▶ Page
↓

The failure order can be __ATOMIC_RELAXED if the thread fence is added.

> +	} while (success == 0);
> +
> +	return old_head.top;
> +#endif
> +}
> +
> +#endif /* _RTE_STACK_C11_MEM_H_ */
> --
> 2.13.6
  
Eads, Gage March 29, 2019, 7:24 p.m. UTC | #3
[snip]

> > +static __rte_always_inline void
> > +__rte_stack_lf_push(struct rte_stack_lf_list *list,
> > +		    struct rte_stack_lf_elem *first,
> > +		    struct rte_stack_lf_elem *last,
> > +		    unsigned int num)
> > +{
> > +#ifndef RTE_ARCH_X86_64
> > +	RTE_SET_USED(first);
> > +	RTE_SET_USED(last);
> > +	RTE_SET_USED(list);
> > +	RTE_SET_USED(num);
> > +#else
> > +	struct rte_stack_lf_head old_head;
> > +	int success;
> > +
> > +	old_head = list->head;
> This can be a torn read (same as you have mentioned in
> __rte_stack_lf_pop). I suggest we use acquire thread fence here as well
> (please see the comments in __rte_stack_lf_pop).

Agreed. I'll add the acquire fence.

> > +
> > +	do {
> > +		struct rte_stack_lf_head new_head;
> > +
> We can add __atomic_thread_fence(__ATOMIC_ACQUIRE) here (please see
> the comments in __rte_stack_lf_pop).

Will add the fence here.

> > +		/* Swing the top pointer to the first element in the list and
> > +		 * make the last element point to the old top.
> > +		 */
> > +		new_head.top = first;
> > +		new_head.cnt = old_head.cnt + 1;
> > +
> > +		last->next = old_head.top;
> > +
> > +		/* Use the release memmodel to ensure the writes to the LF
> > LIFO
> > +		 * elements are visible before the head pointer write.

↑

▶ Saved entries
↓

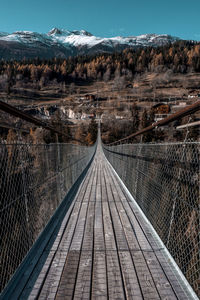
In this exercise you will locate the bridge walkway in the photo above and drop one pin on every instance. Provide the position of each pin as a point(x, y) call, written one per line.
point(105, 248)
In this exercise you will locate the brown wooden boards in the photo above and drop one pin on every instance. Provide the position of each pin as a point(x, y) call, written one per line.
point(105, 249)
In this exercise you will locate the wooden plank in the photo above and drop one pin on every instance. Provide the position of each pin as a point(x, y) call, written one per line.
point(115, 284)
point(108, 229)
point(83, 282)
point(163, 286)
point(127, 227)
point(147, 284)
point(68, 279)
point(131, 284)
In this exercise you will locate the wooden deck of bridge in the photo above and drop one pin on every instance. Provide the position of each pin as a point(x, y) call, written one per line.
point(105, 249)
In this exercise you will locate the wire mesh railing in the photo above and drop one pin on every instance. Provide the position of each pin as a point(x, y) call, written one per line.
point(164, 180)
point(34, 179)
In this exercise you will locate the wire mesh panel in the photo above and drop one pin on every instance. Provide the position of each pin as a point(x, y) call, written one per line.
point(34, 179)
point(164, 180)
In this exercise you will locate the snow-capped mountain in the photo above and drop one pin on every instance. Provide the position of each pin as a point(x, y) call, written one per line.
point(64, 43)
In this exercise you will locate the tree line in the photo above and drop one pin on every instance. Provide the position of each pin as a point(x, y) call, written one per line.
point(180, 57)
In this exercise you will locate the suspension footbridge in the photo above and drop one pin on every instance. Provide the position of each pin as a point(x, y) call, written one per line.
point(100, 222)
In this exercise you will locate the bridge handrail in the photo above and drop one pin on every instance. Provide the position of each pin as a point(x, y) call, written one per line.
point(164, 180)
point(34, 180)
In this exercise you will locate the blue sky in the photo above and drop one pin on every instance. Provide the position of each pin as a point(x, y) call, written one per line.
point(105, 17)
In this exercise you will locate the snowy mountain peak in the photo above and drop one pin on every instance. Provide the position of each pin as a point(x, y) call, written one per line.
point(58, 31)
point(63, 43)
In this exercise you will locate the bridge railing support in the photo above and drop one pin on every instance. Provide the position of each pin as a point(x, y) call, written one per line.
point(34, 179)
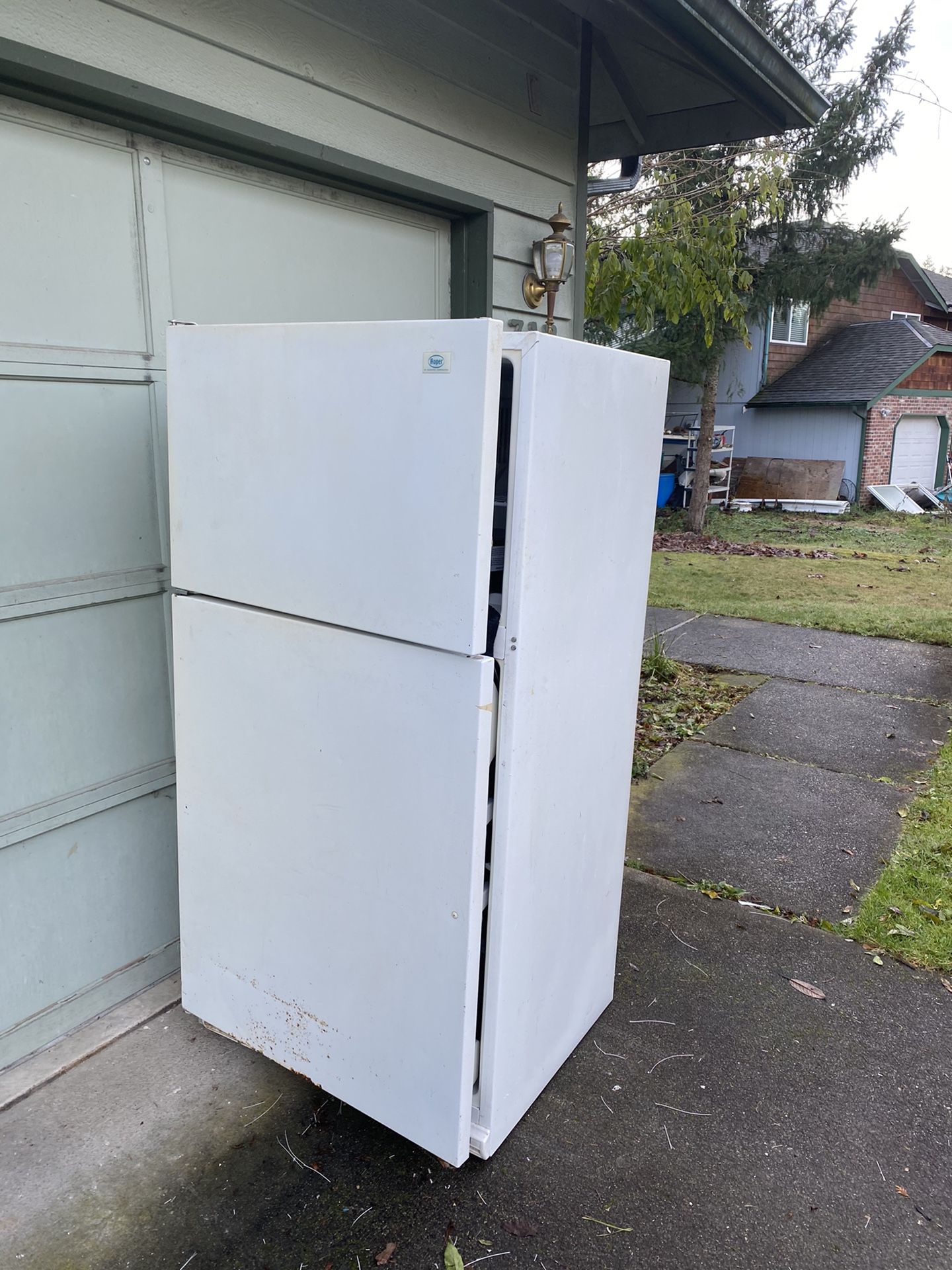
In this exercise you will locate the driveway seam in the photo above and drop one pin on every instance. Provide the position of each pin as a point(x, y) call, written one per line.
point(800, 762)
point(820, 683)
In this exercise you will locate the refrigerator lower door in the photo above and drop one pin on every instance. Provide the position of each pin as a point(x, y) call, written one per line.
point(588, 437)
point(332, 842)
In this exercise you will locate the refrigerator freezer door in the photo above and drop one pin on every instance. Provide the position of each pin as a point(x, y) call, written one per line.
point(332, 841)
point(588, 440)
point(339, 470)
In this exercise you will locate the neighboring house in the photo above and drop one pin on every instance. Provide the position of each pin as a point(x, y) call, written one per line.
point(869, 382)
point(259, 160)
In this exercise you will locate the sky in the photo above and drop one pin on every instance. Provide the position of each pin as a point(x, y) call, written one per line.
point(916, 182)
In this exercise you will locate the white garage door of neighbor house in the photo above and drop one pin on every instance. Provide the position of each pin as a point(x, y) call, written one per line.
point(107, 238)
point(916, 451)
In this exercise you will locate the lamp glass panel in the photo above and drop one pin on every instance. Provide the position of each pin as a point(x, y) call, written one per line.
point(554, 262)
point(569, 259)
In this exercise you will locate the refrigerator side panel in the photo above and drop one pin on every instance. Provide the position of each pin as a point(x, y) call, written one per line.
point(332, 841)
point(588, 444)
point(340, 472)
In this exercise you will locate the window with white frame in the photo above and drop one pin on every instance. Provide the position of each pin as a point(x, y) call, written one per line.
point(790, 323)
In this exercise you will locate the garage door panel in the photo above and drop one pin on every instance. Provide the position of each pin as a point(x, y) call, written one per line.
point(108, 887)
point(70, 248)
point(916, 450)
point(77, 480)
point(247, 252)
point(89, 266)
point(84, 698)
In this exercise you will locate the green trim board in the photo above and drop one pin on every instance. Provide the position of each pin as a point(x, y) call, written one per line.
point(927, 355)
point(943, 451)
point(63, 84)
point(946, 393)
point(582, 178)
point(924, 278)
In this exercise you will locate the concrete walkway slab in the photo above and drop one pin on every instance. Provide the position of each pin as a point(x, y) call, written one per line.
point(887, 666)
point(787, 833)
point(777, 1138)
point(660, 620)
point(840, 730)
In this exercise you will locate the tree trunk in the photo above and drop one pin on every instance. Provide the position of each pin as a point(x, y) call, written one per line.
point(702, 464)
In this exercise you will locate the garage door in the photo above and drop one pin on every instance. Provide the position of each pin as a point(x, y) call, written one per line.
point(916, 451)
point(106, 238)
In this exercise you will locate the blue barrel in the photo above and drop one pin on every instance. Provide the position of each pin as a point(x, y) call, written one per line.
point(666, 487)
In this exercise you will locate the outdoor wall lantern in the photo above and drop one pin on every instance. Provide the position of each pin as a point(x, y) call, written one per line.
point(553, 263)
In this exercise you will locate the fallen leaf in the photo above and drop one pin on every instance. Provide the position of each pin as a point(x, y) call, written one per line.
point(809, 990)
point(521, 1228)
point(625, 1230)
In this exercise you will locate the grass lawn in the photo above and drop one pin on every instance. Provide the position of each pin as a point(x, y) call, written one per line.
point(892, 574)
point(674, 702)
point(908, 911)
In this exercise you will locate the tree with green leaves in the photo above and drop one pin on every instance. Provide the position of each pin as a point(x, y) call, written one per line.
point(711, 238)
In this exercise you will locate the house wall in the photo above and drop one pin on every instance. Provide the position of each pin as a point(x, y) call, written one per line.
point(933, 375)
point(436, 88)
point(880, 426)
point(891, 294)
point(739, 380)
point(803, 432)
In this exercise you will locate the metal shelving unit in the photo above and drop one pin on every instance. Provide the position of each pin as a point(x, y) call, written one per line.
point(683, 444)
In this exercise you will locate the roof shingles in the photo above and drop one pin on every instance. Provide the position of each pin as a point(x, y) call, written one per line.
point(856, 365)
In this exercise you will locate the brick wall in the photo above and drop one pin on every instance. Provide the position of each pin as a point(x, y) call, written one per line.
point(894, 292)
point(880, 426)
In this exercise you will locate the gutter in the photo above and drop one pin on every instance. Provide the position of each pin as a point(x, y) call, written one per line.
point(631, 175)
point(731, 32)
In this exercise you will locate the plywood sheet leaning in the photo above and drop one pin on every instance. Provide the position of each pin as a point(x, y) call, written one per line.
point(791, 478)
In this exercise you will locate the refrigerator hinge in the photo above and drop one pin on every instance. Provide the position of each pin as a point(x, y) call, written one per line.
point(479, 1140)
point(503, 644)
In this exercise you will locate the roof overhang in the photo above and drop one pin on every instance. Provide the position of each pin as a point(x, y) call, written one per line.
point(922, 282)
point(676, 74)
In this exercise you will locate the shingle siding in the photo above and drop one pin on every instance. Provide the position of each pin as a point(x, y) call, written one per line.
point(891, 294)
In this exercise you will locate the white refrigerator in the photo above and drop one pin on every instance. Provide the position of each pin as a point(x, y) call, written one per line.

↑

▶ Directives
[A] In the lock-free stack review thread, what kind of read does the reviewer say `old_head = list->head;` can be?
[B] Carry on the lock-free stack review thread from the point where it stops.

▶ Final answers
[A] It can be a torn read.

[B]
> > +		 */
> > +		success = rte_atomic128_cmp_exchange(
> > +				(rte_int128_t *)&list->head,
> > +				(rte_int128_t *)&old_head,
> > +				(rte_int128_t *)&new_head,
> > +				1, __ATOMIC_RELEASE,
> > +				__ATOMIC_RELAXED);
> Success memory order can be RELAXED as the store to list->len.cnt is
> RELEASE.

The RELEASE success order here ensures that the store to 'last->next' is visible before the head update. The RELEASE in the list->len.cnt store only guarantees that the preceding stores are visible before list->len.cnt's store, but doesn't guarantee any ordering between the 'last->next' store and the head update, so we can't rely on that.

> > +	} while (success == 0);
> > +
> > +	/* Ensure the stack modifications are not reordered with respect
> > +	 * to the LIFO len update.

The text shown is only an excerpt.